DIRECTIONS =>
- A) What example of taking a risk does the email excerpt give?
- B) Write out the stretch of the email excerpt from "On Tue, Apr" through "it worry you?".

PAGE EXCERPT =>
⟨

On Tue, Apr 29, 2014 at 3:02 PM, John Mikes <jami...@gmail.com> wrote:

> *Brent(?) wrote*:
> No I never read that, but hell yeah, MWI worries me! Doesn't it worry you?
> I mean I know at one level that in a very real sense it doesn't matter
> whether it's true or not, since the other universes can never affect me,
> but at another the reality that everything happens to me that I can imagine
> is just plain terrifying. And the 'me' isn't just the versions of me that
> are still called by my name, I can't escape the conclusion that I am
> everyone and everyone is me and that *everyone's* experience is my
> experience at some level. If MWI ever does become the accepted conception
> of reality, we have a huge amount of philosophical reorientation ahead of
> us. For instance, if I take some risk (like drink-driving, a relevant topic
> on another thread), and 'get away with it', MWI suggests I am still
> responsible for other realities in which I crashed and injured or killed
> myself and/or others. My whole approach to risk management becomes quite
> different if all outcomes are realised.

⟩

RECORDED INFORMATION =>
⟨

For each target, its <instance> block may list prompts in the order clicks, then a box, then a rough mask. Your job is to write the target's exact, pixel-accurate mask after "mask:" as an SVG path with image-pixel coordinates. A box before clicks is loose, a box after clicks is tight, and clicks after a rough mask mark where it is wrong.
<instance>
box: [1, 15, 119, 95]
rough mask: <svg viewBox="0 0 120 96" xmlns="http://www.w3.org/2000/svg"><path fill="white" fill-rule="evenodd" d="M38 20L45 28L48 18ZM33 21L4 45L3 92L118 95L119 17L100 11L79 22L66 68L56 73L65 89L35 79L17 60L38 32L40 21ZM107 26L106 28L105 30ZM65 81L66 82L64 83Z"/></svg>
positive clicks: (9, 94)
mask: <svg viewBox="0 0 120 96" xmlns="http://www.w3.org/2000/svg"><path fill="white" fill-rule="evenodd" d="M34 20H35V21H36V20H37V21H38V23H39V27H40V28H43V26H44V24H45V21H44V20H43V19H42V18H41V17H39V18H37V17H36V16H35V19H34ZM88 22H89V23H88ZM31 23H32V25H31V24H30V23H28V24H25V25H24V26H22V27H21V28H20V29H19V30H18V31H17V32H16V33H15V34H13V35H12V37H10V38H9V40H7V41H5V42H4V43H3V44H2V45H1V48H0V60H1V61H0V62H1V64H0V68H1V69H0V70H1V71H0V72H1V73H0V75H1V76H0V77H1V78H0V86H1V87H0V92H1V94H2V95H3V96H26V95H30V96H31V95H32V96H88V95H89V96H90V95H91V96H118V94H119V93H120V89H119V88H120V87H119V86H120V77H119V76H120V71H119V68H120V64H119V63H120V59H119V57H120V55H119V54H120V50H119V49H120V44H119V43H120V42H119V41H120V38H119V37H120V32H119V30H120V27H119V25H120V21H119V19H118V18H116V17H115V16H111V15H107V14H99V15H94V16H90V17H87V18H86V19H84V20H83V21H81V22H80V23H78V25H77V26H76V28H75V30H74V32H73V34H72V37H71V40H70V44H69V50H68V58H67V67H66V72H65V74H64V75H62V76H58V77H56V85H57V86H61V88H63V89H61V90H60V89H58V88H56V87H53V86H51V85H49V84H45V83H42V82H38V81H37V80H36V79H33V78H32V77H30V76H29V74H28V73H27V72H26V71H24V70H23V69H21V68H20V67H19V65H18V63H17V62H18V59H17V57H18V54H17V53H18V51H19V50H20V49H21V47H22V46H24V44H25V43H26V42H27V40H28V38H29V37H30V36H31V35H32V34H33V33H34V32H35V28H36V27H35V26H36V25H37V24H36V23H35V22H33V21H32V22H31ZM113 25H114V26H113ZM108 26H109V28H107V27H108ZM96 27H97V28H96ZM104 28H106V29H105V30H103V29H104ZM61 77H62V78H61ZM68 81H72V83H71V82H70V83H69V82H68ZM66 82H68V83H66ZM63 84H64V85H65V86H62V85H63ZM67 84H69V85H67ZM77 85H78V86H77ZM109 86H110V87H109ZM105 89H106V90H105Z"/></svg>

⟩

SOLUTIONS IN ORDER =>
- A) Drink-driving.

- B)
On Tue, Apr 29, 2014 at 3:02 PM, John Mikes <jami...@gmail.com> wrote:

> *Brent(?) wrote*:
> No I never read that, but hell yeah, MWI worries me! Doesn't it worry you?